▶ [Übungsaufgabe A]:
Schreiben Sie aus den Zeilen, die auf den Forumsauszug folgen, den Abschnitt von ihrem Beginn bis einschließlich der Zeile mit "x=274, y=41" unverändert ab. Lassen Sie dabei die Bilder weg.

▶ [Textauszug]:
-------------------------
Bei Mathe muss man ein großes logisches Verständnis haben und bereit sein bis zu 40 Std/Woche neben den Vorlesungen, zu Hause, an Übungszetteln zu arbeiten, um einen Beweis zu konstruieren.
Ach so: wer spass am Programmieren von effizienten Algorithmen hat, ist bei Mathe völlig richtig. 



ruyven_macaran schrieb:


> Abgesehen natürlich davon, dass die entscheidende Frage wohl ist, ob man beim Militär dienen will - oder nicht, möchte ich noch anmerken, dass ein Mitschüler von mir am Ende nicht das Studieren durfte, was er wollte...


DAs is echt hart. Ich hab nicht beim Bund studiert, weil die mir da nur so "Krüppelstudien" wie Elektrotechnik angeboten haben. Ganz ehrlich wollt ich aber was handfestes lernen und nicht von allem nur ein bischen


----------



## SilentKilla (11. Dezember 2008)

Fifadoc schrieb:


> Ich hab nicht beim Bund studiert, weil die mir da nur so "Krüppelstudien" wie Elektrotechnik angeboten haben.



Willst du mich auf den Arm nehmen??? 

Wenn ich mir andere Studiengänge angucke, dann ist E-Technik bei weitem kein Pappenstiel dagegen. Natürlich behaupten viele von sich, dass gerade ihr Studiengang der schwerste ist. Aber solche Behauptungen verbitt ich mir. Du kannst gerne mal ein Trimester E-Technik mitmachen. Dann wirst du nachher sicher anders drüber nachdenken.

Und auch bei der BW gibt es einen Studiengang, welcher sich Mathematical Engineering nennt. Hauptsächlich Mathematik, aber um den Studenten etwas Praktischens auf den Weg mitzugeben, habe sie noch elektrotechnische Inhalte.
Ist momentan noch in der E-Technik eingebunden, soll aber auf alle andern Ingenieurs-Studiengänge erweitert werden.


----------



## DerSitzRiese (11. Dezember 2008)

ruyven_macaran schrieb:


> Ach ja: Gesicherter finanzieller Background ist heutzutage auch leider, leider ein wichtiger Aspekt, studieren auf Bafög kann richtig stressig werden und wenn man sich anguckt, dass z.B. Berlin jetzt die Bezahlung weiterer Professorenstellen zu 100% auf die Studenten abwälzen will...



Als Maschinenbauer findet man sehr gut eine Stelle als Werkstudent. Diese werden meist sehr gut bezahlt und man sammelt wertvolle Berufserfahrung.
-------------------------
▶ [Datenauflistung]:
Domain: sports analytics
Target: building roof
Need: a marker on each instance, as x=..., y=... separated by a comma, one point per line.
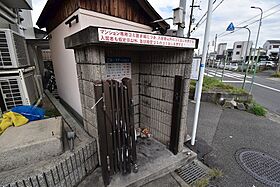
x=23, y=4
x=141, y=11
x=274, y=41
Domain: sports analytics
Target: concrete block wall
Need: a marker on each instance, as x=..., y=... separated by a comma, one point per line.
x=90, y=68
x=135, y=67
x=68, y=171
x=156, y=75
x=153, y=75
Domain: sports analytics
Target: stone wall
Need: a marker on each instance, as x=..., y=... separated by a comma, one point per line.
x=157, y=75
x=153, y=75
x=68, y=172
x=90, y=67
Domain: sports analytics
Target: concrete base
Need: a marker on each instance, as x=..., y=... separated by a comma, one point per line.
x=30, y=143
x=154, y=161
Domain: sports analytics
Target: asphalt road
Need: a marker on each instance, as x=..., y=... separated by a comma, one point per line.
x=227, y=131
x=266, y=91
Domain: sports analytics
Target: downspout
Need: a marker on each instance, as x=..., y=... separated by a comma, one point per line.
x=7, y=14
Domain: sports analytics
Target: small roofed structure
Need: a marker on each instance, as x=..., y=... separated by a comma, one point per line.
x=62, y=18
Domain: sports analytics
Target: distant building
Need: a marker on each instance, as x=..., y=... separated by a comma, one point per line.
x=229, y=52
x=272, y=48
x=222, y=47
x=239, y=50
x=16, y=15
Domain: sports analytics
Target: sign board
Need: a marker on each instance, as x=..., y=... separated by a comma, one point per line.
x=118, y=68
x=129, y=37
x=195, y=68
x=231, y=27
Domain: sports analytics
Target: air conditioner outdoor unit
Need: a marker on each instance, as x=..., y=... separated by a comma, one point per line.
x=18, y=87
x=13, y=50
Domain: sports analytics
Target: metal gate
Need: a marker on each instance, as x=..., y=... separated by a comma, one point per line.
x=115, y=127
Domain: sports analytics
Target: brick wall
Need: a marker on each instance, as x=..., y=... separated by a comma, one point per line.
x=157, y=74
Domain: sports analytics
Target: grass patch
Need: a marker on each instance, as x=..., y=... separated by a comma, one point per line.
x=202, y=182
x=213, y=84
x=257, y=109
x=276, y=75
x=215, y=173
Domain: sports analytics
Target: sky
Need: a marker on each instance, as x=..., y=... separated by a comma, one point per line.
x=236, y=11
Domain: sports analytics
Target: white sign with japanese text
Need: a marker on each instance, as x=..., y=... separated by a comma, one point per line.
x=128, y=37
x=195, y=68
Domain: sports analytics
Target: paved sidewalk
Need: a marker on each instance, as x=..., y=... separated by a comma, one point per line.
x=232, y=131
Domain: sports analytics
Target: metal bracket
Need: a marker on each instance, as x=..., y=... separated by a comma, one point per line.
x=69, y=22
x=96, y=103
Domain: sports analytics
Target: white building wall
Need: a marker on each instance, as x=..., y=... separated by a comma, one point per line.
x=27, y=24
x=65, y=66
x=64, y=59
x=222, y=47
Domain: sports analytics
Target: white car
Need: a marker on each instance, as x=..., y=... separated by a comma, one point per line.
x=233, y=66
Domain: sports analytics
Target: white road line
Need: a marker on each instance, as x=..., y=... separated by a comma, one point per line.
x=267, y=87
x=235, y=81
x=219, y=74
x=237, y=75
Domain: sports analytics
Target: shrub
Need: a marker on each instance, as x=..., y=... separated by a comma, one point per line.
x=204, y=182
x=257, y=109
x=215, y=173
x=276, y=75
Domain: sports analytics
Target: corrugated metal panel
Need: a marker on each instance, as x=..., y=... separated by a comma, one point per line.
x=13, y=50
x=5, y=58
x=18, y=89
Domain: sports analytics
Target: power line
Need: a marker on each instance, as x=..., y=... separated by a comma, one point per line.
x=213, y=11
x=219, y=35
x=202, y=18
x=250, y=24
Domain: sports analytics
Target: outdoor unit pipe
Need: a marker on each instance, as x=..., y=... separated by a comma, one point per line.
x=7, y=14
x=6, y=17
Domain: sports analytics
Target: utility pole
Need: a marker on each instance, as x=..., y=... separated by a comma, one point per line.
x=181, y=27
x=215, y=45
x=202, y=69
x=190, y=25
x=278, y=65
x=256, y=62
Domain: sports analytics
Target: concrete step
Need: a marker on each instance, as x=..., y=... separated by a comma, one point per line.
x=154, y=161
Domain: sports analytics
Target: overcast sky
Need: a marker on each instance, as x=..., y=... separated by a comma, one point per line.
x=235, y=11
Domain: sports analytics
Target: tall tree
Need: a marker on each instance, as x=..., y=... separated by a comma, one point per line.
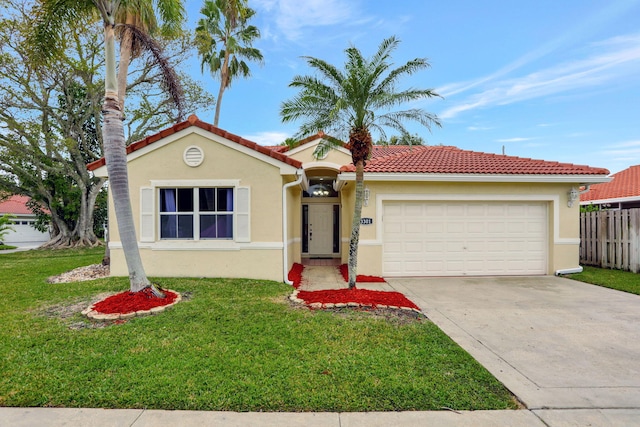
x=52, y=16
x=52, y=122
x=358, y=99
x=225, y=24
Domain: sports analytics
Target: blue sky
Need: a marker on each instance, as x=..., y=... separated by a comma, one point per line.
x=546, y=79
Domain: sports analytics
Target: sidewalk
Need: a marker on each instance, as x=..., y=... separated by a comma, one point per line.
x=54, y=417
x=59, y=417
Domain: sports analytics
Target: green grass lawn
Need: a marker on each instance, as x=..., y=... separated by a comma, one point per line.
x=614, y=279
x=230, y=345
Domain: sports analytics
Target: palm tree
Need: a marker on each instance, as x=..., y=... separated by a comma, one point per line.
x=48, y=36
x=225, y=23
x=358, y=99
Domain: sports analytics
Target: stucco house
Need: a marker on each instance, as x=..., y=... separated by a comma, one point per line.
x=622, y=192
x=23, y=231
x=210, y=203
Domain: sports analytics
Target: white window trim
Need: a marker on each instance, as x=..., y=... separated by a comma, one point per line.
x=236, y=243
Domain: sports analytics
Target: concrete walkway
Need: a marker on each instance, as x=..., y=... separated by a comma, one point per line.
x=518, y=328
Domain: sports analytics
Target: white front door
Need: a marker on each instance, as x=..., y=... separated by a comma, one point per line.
-------------------------
▶ [Übungsaufgabe B]:
Aktualisieren Sie im Forumsauszug den Abschnitt von "Willst du mich" bis "Ingenieurs-Studiengänge erweitert werden.", indem Sie "Trimester" durch "Semester" ersetzen, und geben Sie ihn vollständig wieder.

▶ [Ergebnis der Aufgabe A]:
Domain: sports analytics
Target: building roof
Need: a marker on each instance, as x=..., y=... separated by a comma, one point per line.
x=23, y=4
x=141, y=11
x=274, y=41

▶ [Ergebnis der Aufgabe B]:
Willst du mich auf den Arm nehmen??? 

Wenn ich mir andere Studiengänge angucke, dann ist E-Technik bei weitem kein Pappenstiel dagegen. Natürlich behaupten viele von sich, dass gerade ihr Studiengang der schwerste ist. Aber solche Behauptungen verbitt ich mir. Du kannst gerne mal ein Semester E-Technik mitmachen. Dann wirst du nachher sicher anders drüber nachdenken.

Und auch bei der BW gibt es einen Studiengang, welcher sich Mathematical Engineering nennt. Hauptsächlich Mathematik, aber um den Studenten etwas Praktischens auf den Weg mitzugeben, habe sie noch elektrotechnische Inhalte.
Ist momentan noch in der E-Technik eingebunden, soll aber auf alle andern Ingenieurs-Studiengänge erweitert werden.